THE TASK:
Copy the listing below verbatim, keeping every line and character unchanged.

* BEGIN GIVEN RECORDS *

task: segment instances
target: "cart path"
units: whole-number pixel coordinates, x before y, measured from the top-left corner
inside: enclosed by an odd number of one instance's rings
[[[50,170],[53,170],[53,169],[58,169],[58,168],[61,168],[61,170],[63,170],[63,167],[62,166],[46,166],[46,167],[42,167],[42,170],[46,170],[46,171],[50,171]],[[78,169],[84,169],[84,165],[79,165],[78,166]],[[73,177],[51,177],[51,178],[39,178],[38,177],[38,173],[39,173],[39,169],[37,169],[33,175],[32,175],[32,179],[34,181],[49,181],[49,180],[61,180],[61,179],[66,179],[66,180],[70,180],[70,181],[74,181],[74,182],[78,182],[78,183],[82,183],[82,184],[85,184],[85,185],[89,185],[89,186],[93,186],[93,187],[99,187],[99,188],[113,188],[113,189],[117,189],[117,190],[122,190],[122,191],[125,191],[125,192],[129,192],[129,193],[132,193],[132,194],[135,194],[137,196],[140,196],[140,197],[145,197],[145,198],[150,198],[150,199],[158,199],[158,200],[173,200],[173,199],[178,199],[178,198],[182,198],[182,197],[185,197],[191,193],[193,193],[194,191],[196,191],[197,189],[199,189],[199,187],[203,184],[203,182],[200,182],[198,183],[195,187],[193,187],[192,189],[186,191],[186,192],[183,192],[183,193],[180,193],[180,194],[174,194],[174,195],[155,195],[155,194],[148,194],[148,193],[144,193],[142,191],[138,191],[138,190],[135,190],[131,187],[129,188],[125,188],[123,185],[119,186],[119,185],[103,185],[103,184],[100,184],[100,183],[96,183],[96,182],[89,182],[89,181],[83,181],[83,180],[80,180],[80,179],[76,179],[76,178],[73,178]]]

* END GIVEN RECORDS *

EXERCISE ANSWER:
task: segment instances
target: "cart path"
units: whole-number pixel coordinates, x before y, measured from the top-left corner
inside: enclosed by an odd number of one instance's rings
[[[50,170],[53,170],[53,169],[58,169],[58,168],[61,168],[61,170],[63,170],[63,167],[62,166],[46,166],[46,167],[42,167],[42,170],[46,170],[46,171],[50,171]],[[78,169],[84,169],[84,165],[79,165],[78,166]],[[73,177],[51,177],[51,178],[39,178],[38,177],[38,173],[39,173],[39,169],[37,169],[33,175],[32,175],[32,179],[34,181],[49,181],[49,180],[61,180],[61,179],[66,179],[66,180],[70,180],[70,181],[74,181],[74,182],[78,182],[78,183],[82,183],[82,184],[85,184],[85,185],[89,185],[89,186],[93,186],[93,187],[99,187],[99,188],[113,188],[113,189],[117,189],[117,190],[122,190],[122,191],[125,191],[125,192],[129,192],[129,193],[132,193],[132,194],[135,194],[137,196],[140,196],[140,197],[145,197],[145,198],[150,198],[150,199],[158,199],[158,200],[173,200],[173,199],[178,199],[178,198],[182,198],[182,197],[185,197],[191,193],[193,193],[194,191],[196,191],[197,189],[199,189],[199,187],[203,184],[203,182],[200,182],[198,183],[195,187],[193,187],[192,189],[186,191],[186,192],[183,192],[183,193],[180,193],[180,194],[174,194],[174,195],[155,195],[155,194],[148,194],[148,193],[144,193],[142,191],[138,191],[138,190],[135,190],[131,187],[129,188],[125,188],[123,185],[119,186],[119,185],[103,185],[103,184],[100,184],[100,183],[96,183],[96,182],[89,182],[89,181],[83,181],[83,180],[80,180],[80,179],[76,179],[76,178],[73,178]]]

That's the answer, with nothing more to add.